* [DATA LINES]

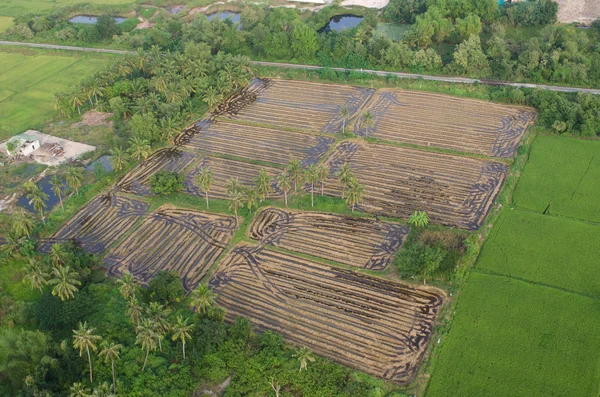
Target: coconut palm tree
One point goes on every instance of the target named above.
(78, 390)
(140, 148)
(57, 255)
(56, 183)
(295, 171)
(134, 310)
(181, 331)
(110, 352)
(202, 298)
(65, 282)
(368, 121)
(419, 219)
(35, 275)
(312, 176)
(355, 192)
(323, 172)
(84, 339)
(304, 355)
(119, 158)
(203, 180)
(250, 199)
(159, 317)
(235, 202)
(263, 184)
(22, 224)
(344, 176)
(146, 338)
(128, 285)
(284, 183)
(343, 113)
(74, 178)
(38, 199)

* [WORK TO COMPLETE] Swap "every" for "each" throughout the listing above and write it out again with everything else unchanged. Leave the picture out of your answer.

* [EXERCISE RESPONSE]
Target: coconut palm tree
One point goes on each instance of the target named above.
(78, 390)
(140, 148)
(57, 255)
(56, 183)
(295, 171)
(134, 310)
(181, 331)
(110, 352)
(202, 298)
(65, 282)
(368, 121)
(419, 219)
(35, 275)
(312, 176)
(355, 192)
(323, 172)
(84, 339)
(304, 355)
(119, 158)
(203, 180)
(250, 199)
(159, 317)
(235, 202)
(263, 184)
(22, 224)
(344, 176)
(146, 338)
(128, 285)
(284, 183)
(343, 113)
(74, 178)
(38, 199)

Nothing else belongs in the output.